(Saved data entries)

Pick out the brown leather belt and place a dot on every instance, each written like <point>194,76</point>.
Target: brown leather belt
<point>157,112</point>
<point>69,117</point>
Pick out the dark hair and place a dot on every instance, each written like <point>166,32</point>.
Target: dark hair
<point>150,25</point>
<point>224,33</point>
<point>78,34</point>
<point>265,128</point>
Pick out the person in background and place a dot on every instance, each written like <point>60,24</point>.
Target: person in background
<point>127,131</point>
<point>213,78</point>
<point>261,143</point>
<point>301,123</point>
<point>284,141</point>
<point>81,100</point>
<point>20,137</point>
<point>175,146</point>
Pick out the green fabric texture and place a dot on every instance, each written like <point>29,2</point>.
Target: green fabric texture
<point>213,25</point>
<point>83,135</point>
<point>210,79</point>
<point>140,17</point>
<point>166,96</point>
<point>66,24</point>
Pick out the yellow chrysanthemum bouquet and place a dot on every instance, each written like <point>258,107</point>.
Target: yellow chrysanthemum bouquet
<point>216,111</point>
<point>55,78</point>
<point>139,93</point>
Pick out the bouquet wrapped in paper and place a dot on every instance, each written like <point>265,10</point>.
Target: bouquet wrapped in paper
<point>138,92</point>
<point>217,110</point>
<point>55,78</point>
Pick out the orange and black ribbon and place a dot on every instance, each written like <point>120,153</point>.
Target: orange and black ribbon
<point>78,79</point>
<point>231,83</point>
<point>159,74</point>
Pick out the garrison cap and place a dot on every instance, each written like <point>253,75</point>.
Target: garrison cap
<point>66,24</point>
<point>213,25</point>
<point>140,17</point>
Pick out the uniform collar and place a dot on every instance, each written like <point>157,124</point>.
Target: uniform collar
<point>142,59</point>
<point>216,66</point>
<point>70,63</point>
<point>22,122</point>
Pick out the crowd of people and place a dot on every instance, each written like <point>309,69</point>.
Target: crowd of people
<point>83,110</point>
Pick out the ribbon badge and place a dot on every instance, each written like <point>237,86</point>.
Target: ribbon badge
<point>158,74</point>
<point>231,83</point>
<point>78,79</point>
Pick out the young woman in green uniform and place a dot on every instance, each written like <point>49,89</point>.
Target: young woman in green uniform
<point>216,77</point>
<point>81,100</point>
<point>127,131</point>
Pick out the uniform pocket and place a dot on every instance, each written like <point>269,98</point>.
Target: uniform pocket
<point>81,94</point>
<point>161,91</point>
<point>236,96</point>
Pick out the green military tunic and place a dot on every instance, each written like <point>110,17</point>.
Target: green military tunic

◆ Exercise details: Rewrite every line between the one holding "Pick out the ribbon" and the one holding "<point>236,96</point>", inclusive, with the requests kept as they are. In the answers, multiply each point coordinate by 1.2 and round to a whole number, with halves going up; leave the sample points inside the requests unchanged.

◆ Solved exercise:
Pick out the ribbon badge and place a dot on every instance, each written like <point>237,86</point>.
Target: ribbon badge
<point>190,89</point>
<point>277,100</point>
<point>94,95</point>
Pick out the young woman in green uniform and place a dot on every instance, each written like <point>49,89</point>.
Target: young woman in green uniform
<point>259,92</point>
<point>97,120</point>
<point>152,157</point>
Pick out the uniform pocket and place a dot on every instance, each written like <point>269,98</point>.
Target: uniform pocket
<point>97,113</point>
<point>193,109</point>
<point>283,115</point>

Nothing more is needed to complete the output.